*Task instructions*. Would you please copy every line from the records that contains the word "hair"?

Start of Data extracts

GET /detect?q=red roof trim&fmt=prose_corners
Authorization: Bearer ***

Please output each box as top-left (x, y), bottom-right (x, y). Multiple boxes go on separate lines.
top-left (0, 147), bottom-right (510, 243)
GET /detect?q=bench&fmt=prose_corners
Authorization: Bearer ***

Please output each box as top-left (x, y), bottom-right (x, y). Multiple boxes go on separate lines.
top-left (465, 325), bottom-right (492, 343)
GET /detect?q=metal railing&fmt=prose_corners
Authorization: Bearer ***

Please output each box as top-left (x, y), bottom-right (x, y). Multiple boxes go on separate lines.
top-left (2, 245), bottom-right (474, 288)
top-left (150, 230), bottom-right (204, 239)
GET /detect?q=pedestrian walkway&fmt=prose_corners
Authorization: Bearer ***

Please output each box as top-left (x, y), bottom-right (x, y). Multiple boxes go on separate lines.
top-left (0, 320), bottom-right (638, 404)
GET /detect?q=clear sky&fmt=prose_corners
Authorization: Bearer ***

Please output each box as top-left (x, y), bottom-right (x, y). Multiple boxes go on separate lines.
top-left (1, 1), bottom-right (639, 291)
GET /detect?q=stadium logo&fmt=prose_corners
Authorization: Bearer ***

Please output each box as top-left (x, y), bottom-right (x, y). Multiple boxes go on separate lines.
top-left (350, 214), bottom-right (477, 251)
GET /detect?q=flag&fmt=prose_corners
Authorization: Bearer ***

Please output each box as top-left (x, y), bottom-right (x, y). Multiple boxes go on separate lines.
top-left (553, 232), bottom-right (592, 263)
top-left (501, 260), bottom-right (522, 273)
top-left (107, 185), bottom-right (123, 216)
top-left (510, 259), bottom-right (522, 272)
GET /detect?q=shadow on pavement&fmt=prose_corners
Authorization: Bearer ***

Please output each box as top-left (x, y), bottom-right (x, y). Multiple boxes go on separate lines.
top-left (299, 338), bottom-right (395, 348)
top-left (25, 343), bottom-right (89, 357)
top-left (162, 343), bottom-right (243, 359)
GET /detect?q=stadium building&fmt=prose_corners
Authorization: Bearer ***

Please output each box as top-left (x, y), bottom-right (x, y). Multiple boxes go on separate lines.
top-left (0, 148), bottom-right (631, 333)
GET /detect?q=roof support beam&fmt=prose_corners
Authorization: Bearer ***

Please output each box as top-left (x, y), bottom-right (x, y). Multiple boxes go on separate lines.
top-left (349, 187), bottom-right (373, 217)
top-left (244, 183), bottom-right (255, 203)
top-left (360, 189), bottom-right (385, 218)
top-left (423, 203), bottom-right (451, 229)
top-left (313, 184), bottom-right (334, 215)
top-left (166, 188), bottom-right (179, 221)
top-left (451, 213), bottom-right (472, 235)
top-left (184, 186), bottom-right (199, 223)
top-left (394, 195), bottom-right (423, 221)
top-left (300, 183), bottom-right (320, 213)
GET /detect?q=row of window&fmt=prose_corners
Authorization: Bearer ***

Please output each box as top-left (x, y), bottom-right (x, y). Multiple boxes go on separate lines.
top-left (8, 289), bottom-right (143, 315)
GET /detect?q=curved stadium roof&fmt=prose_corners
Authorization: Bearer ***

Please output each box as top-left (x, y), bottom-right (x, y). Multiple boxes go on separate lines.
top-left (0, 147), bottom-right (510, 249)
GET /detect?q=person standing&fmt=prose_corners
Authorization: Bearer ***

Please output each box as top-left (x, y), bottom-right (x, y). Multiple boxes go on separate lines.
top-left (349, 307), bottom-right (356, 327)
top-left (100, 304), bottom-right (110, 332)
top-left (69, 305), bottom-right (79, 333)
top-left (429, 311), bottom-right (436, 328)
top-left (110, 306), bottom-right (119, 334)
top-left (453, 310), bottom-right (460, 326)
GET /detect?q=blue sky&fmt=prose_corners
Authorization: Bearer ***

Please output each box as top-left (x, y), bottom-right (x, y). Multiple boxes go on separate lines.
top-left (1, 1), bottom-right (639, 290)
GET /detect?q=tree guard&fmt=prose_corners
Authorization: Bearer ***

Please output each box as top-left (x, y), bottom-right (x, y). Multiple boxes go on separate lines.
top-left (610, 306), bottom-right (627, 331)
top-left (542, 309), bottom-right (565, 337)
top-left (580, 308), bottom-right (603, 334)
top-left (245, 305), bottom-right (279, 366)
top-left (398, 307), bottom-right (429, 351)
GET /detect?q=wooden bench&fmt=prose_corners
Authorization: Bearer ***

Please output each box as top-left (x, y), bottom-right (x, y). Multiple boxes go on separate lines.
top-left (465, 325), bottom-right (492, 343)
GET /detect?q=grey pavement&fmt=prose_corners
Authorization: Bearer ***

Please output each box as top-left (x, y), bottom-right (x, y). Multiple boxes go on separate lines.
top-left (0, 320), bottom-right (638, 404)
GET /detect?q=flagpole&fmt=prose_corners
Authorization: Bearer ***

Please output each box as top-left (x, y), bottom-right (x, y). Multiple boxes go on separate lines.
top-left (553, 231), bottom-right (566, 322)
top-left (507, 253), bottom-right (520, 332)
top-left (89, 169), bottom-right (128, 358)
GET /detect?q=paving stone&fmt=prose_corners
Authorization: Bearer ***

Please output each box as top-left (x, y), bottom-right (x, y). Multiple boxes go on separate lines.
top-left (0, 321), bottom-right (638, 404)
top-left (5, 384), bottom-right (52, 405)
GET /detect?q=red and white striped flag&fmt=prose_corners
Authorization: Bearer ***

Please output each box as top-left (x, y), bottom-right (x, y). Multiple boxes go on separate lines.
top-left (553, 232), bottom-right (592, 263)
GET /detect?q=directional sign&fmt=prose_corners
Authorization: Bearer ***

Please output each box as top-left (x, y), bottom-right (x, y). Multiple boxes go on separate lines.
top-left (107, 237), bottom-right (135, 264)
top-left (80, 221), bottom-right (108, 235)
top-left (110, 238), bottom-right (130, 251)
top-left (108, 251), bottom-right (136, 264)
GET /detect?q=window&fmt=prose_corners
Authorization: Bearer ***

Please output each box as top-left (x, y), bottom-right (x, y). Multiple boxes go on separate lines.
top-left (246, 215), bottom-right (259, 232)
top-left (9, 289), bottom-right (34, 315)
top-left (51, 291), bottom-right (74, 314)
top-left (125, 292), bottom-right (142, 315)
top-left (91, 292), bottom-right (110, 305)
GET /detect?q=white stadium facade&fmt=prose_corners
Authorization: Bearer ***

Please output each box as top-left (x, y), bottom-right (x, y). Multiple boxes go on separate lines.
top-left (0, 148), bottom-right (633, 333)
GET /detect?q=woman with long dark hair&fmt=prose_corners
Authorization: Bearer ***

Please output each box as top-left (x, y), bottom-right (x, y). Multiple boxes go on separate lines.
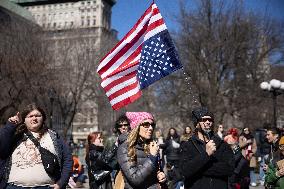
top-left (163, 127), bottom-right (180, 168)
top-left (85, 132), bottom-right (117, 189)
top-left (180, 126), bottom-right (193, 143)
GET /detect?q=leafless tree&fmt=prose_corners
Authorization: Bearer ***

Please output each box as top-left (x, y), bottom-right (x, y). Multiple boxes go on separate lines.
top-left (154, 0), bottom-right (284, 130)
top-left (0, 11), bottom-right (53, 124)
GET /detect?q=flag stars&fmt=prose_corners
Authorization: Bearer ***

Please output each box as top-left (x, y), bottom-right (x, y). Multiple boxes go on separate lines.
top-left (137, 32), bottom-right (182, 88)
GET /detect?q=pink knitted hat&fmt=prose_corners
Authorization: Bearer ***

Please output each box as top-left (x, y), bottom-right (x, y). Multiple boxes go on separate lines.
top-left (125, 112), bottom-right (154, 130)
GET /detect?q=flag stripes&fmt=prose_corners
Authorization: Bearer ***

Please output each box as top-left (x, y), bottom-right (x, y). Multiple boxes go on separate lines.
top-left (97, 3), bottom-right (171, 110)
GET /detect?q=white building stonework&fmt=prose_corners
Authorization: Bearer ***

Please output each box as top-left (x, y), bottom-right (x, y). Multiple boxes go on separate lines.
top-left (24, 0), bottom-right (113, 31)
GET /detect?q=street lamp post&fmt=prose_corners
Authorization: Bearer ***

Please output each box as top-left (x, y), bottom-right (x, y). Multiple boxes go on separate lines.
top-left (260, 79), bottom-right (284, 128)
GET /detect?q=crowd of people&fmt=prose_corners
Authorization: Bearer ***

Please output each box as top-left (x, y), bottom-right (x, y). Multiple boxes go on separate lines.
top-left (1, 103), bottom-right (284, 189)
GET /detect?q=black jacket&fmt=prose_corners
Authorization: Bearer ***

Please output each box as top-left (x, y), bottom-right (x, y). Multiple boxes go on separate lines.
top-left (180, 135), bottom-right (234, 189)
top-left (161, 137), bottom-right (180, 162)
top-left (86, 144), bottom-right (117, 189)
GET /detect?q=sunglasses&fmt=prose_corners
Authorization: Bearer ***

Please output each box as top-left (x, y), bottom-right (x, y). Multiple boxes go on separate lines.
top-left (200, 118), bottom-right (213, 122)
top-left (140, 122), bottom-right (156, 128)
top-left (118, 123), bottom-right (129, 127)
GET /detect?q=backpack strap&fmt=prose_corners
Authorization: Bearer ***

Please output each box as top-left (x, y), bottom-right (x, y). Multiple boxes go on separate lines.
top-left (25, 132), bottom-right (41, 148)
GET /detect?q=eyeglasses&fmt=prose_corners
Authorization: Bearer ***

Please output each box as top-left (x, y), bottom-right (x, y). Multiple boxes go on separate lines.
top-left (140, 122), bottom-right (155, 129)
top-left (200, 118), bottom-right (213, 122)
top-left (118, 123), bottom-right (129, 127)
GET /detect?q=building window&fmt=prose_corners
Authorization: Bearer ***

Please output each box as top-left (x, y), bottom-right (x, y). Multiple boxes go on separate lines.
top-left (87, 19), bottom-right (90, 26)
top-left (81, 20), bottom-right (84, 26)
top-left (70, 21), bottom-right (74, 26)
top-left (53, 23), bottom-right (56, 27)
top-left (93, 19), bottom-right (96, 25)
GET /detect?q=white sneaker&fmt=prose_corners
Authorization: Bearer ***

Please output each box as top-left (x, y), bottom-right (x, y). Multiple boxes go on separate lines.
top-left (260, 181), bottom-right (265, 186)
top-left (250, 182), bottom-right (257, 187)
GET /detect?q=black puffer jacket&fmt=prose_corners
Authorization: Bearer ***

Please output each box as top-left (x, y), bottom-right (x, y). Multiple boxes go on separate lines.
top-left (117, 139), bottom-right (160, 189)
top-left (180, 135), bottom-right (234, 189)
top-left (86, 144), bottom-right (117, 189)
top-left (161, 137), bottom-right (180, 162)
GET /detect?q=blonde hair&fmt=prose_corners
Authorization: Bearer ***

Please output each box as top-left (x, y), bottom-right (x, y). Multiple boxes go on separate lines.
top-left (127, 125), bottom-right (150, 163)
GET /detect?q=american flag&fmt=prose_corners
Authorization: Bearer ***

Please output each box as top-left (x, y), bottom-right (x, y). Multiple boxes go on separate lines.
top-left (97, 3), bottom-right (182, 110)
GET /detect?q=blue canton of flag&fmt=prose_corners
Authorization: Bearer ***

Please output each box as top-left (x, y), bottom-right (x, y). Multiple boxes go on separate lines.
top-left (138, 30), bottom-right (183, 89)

End of Data extracts
Start of Data extracts

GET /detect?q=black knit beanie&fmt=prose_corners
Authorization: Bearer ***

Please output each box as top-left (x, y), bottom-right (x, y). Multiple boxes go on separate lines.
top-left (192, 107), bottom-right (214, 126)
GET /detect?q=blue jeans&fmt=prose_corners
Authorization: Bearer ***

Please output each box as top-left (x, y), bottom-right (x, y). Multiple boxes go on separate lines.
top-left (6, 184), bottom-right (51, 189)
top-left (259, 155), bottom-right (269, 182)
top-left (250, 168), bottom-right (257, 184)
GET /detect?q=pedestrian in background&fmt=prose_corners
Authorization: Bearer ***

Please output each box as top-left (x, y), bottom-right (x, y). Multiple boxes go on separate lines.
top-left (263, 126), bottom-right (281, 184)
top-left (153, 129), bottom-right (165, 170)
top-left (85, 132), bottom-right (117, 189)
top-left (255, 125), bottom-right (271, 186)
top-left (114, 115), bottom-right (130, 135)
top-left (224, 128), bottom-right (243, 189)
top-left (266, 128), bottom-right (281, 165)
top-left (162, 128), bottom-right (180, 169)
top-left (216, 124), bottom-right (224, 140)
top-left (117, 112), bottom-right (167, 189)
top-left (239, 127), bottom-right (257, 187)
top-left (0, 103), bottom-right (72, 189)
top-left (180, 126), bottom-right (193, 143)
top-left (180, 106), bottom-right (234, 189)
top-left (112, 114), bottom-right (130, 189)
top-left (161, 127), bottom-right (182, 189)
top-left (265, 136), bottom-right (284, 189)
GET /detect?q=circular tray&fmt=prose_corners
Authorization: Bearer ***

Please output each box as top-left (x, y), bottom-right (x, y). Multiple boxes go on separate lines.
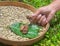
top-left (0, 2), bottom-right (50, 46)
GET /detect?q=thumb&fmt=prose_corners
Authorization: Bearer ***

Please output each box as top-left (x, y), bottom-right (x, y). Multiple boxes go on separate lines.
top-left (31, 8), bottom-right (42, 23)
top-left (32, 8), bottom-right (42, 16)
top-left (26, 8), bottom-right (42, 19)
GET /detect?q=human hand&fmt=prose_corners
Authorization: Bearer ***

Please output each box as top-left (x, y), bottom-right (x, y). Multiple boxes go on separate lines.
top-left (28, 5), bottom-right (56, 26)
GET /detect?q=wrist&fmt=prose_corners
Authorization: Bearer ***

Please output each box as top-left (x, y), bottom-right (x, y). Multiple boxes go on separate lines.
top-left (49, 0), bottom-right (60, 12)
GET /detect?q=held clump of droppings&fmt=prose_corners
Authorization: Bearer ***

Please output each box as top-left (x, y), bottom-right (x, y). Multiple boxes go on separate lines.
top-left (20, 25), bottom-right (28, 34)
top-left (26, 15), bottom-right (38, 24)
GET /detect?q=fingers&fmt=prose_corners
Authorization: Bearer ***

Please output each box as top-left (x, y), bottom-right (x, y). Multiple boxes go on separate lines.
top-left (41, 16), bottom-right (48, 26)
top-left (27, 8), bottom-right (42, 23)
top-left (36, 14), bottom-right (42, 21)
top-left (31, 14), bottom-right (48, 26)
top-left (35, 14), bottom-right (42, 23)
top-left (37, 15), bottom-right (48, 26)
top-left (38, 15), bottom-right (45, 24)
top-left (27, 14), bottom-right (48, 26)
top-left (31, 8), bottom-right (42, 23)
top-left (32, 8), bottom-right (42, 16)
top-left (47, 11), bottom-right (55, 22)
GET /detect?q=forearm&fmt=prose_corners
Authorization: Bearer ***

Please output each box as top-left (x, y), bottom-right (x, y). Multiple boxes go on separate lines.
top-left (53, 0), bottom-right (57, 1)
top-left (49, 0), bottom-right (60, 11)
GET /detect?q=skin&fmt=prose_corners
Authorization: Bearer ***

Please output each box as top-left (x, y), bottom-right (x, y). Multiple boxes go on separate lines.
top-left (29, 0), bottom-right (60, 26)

End of Data extracts
Start of Data extracts

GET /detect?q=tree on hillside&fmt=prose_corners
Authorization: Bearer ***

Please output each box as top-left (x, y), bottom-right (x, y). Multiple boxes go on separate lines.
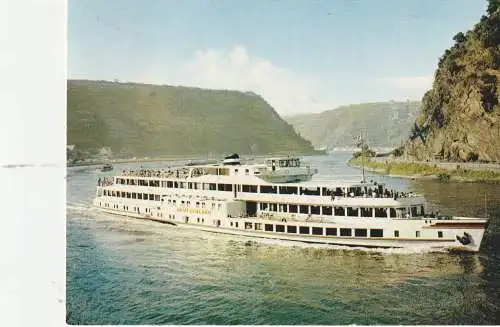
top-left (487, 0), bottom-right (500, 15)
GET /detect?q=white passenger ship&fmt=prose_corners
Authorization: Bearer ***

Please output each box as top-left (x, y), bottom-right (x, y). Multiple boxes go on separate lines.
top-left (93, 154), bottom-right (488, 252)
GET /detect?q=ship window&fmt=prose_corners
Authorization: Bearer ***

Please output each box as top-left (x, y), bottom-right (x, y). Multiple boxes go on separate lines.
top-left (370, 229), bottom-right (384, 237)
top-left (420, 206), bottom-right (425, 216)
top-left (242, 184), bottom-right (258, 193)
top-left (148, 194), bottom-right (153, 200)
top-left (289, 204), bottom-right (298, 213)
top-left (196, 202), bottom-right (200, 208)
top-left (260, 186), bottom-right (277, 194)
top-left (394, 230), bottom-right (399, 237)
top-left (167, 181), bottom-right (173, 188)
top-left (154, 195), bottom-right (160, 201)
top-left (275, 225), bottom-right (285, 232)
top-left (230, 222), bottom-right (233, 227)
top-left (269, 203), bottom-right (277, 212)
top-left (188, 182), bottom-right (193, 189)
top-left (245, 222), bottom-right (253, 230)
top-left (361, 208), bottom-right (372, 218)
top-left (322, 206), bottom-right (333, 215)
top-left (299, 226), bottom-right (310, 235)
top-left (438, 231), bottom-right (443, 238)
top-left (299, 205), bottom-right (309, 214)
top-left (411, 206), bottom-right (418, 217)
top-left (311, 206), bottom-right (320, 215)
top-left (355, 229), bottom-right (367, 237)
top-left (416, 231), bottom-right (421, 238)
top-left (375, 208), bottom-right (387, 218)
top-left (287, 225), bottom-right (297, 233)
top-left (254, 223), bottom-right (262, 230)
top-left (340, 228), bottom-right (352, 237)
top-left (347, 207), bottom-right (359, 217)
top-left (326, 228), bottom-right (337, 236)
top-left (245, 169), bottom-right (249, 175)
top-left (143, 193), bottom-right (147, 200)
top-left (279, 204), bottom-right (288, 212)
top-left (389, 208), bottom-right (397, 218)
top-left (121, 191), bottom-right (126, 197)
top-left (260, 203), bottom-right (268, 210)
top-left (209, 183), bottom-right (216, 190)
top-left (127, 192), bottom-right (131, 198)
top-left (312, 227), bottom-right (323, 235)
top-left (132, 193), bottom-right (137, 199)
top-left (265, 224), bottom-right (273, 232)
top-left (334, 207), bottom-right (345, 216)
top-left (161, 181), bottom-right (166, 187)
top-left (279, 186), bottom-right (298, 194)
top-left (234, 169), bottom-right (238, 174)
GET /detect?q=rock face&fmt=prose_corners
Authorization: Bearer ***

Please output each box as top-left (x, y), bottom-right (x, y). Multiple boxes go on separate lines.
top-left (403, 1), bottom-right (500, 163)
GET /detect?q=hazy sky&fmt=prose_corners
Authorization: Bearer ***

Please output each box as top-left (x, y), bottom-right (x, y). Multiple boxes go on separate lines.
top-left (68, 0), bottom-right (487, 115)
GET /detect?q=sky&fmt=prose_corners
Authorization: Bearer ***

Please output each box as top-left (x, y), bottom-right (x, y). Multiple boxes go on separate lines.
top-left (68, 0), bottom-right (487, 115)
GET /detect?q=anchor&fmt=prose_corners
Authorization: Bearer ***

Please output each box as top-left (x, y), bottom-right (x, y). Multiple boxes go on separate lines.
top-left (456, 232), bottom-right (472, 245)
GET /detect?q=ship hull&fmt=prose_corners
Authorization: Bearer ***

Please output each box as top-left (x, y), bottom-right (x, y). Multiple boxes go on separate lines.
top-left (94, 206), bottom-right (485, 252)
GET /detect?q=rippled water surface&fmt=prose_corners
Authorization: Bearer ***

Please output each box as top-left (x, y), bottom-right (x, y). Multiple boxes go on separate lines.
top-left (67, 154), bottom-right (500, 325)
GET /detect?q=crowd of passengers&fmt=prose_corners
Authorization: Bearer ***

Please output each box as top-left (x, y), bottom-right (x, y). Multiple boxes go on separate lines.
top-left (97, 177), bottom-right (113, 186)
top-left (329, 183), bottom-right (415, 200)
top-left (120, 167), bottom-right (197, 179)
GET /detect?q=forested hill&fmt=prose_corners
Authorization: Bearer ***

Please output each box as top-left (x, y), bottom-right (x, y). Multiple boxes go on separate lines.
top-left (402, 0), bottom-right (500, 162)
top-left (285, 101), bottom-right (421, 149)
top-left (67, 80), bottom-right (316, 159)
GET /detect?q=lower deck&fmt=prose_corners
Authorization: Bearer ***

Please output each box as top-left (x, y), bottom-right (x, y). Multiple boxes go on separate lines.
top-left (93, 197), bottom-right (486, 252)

End of Data extracts

*Answer to this task*.
GET /detect?q=woman with long dark hair&fmt=prose_corners
GET /detect?q=blonde hair&fmt=prose_corners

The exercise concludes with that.